Problem to work on. Can you copy the lines from the one that contains "draw the outline of engraved band pattern" through the end of the material below, exactly and with nothing else?
========
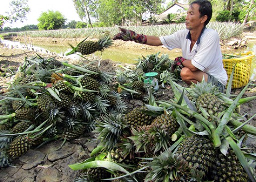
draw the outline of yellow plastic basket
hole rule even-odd
[[[224,68],[226,70],[228,77],[227,83],[229,81],[233,68],[236,63],[232,81],[232,88],[242,87],[249,83],[251,62],[254,56],[254,53],[251,51],[246,53],[232,54],[236,55],[239,55],[241,57],[223,60]]]

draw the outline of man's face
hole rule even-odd
[[[186,28],[189,30],[196,29],[204,24],[202,22],[204,16],[200,17],[199,7],[200,6],[196,3],[189,6],[185,22]]]

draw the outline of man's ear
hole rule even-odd
[[[208,16],[206,15],[204,15],[202,17],[202,20],[201,21],[201,23],[204,23],[204,22],[207,20]]]

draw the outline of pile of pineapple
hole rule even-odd
[[[155,56],[143,57],[134,70],[117,70],[121,95],[139,92],[125,78],[143,80],[145,72],[160,70],[161,64],[149,64]],[[166,73],[159,73],[161,80]],[[156,100],[157,90],[144,84],[143,106],[96,120],[99,143],[91,158],[69,166],[82,171],[74,181],[256,181],[255,154],[245,144],[249,135],[256,136],[248,125],[255,115],[246,119],[239,112],[256,99],[242,98],[248,86],[231,95],[230,84],[221,93],[203,81],[184,87],[173,73],[167,78],[175,93],[170,100]]]
[[[255,154],[244,145],[256,128],[239,113],[242,98],[204,81],[183,87],[160,53],[133,67],[101,71],[39,56],[26,59],[0,102],[0,168],[31,147],[93,132],[91,158],[70,165],[74,181],[256,181]],[[174,96],[157,100],[145,74],[158,73]],[[166,85],[168,84],[168,87]],[[131,99],[144,105],[129,108]]]
[[[125,112],[114,73],[100,71],[96,61],[25,59],[1,96],[0,168],[31,147],[91,132],[100,116]]]

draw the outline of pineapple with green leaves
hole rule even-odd
[[[28,121],[21,121],[16,124],[11,130],[12,133],[22,133],[28,129],[32,123]]]
[[[180,125],[174,117],[171,114],[163,114],[154,119],[152,124],[164,126],[169,136],[172,136],[176,131]]]
[[[12,160],[24,154],[32,145],[28,135],[19,135],[10,144],[7,154]]]
[[[144,88],[144,83],[141,81],[134,81],[132,82],[131,87],[134,88],[143,89]]]
[[[82,55],[88,55],[97,51],[103,51],[113,44],[113,41],[109,36],[106,35],[100,38],[98,41],[86,41],[80,42],[76,47],[71,46],[72,50],[66,54],[66,56],[79,52]]]
[[[193,177],[197,179],[205,177],[215,161],[213,143],[204,136],[193,135],[185,137],[175,154],[188,163],[190,167],[194,170]]]
[[[22,120],[34,121],[35,111],[33,108],[22,107],[15,111],[15,117]]]
[[[76,100],[83,101],[94,103],[96,95],[93,92],[76,91],[74,94],[75,99]]]
[[[130,134],[122,114],[102,115],[96,123],[94,132],[99,133],[97,140],[99,145],[104,146],[103,150],[109,151],[116,148],[122,137]]]
[[[145,182],[188,182],[192,177],[192,168],[181,156],[173,155],[168,149],[147,165],[150,169]]]
[[[72,119],[69,118],[69,119]],[[69,121],[73,122],[74,121]],[[72,123],[71,123],[72,124]],[[72,140],[82,136],[86,129],[85,124],[76,124],[75,127],[68,127],[62,133],[62,136],[67,140]]]
[[[46,112],[53,108],[55,106],[53,98],[46,93],[38,96],[37,103],[38,108],[43,112]]]
[[[14,83],[17,84],[19,83],[25,77],[25,74],[21,71],[18,71],[15,74],[14,78]]]
[[[51,75],[51,82],[52,83],[55,83],[58,80],[64,80],[63,78],[63,75],[60,73],[53,73]]]
[[[210,116],[217,116],[225,109],[224,102],[218,96],[221,94],[219,89],[211,83],[204,81],[193,84],[189,95],[194,99],[199,113],[211,120]]]
[[[92,90],[99,90],[100,86],[99,82],[89,76],[83,77],[80,80],[80,82],[84,88]]]
[[[86,66],[85,68],[88,70],[91,71],[93,72],[97,73],[97,74],[95,73],[91,74],[89,75],[90,77],[97,80],[100,78],[100,74],[101,74],[101,72],[100,71],[98,67],[97,67],[94,65],[89,65]]]
[[[55,82],[53,84],[53,88],[60,92],[64,92],[66,94],[71,93],[70,88],[65,83],[65,81],[63,80],[58,80]]]
[[[171,137],[164,125],[152,123],[134,129],[129,138],[134,143],[137,153],[144,152],[153,156],[160,154],[171,146]]]
[[[12,107],[14,110],[21,107],[24,104],[24,102],[21,100],[14,100],[12,102]]]
[[[137,127],[149,125],[153,120],[153,117],[144,111],[148,109],[145,106],[134,109],[124,116],[124,119],[128,125],[136,129]]]
[[[102,179],[111,177],[111,173],[103,167],[89,168],[87,170],[86,174],[90,181],[101,181]]]
[[[216,161],[210,175],[215,181],[248,181],[248,176],[234,151],[229,149],[226,155],[216,151]]]
[[[68,108],[73,104],[73,101],[71,96],[64,92],[59,92],[58,96],[61,100],[60,101],[55,98],[53,98],[54,103],[56,105],[64,109]]]
[[[0,169],[8,167],[10,164],[10,159],[6,151],[0,149]]]

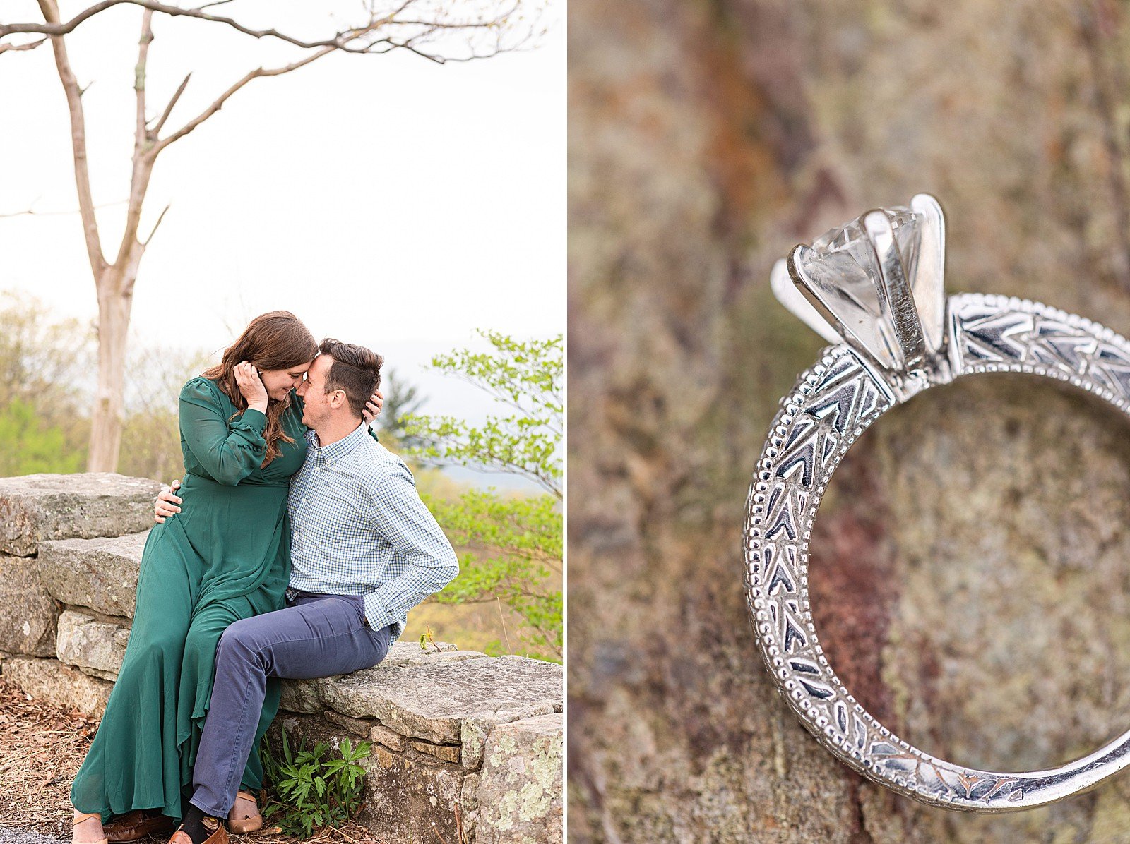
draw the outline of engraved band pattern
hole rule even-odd
[[[1089,319],[1024,299],[964,293],[946,305],[947,366],[914,389],[846,344],[824,350],[782,399],[747,500],[745,584],[777,691],[832,753],[929,803],[973,811],[1042,806],[1130,764],[1130,731],[1058,768],[997,773],[930,756],[876,721],[836,677],[808,597],[808,542],[820,498],[851,445],[885,411],[929,386],[981,372],[1070,383],[1130,412],[1130,343]]]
========
Solution to this exercise.
draw the outline of engraved band pattern
hole rule even-odd
[[[1089,319],[1024,299],[964,293],[946,305],[947,366],[914,389],[846,344],[824,350],[782,399],[747,500],[745,584],[777,691],[832,753],[929,803],[973,811],[1042,806],[1130,764],[1130,731],[1058,768],[997,773],[930,756],[876,721],[836,677],[808,597],[808,542],[820,498],[851,445],[885,411],[929,386],[981,372],[1070,383],[1130,412],[1130,343]]]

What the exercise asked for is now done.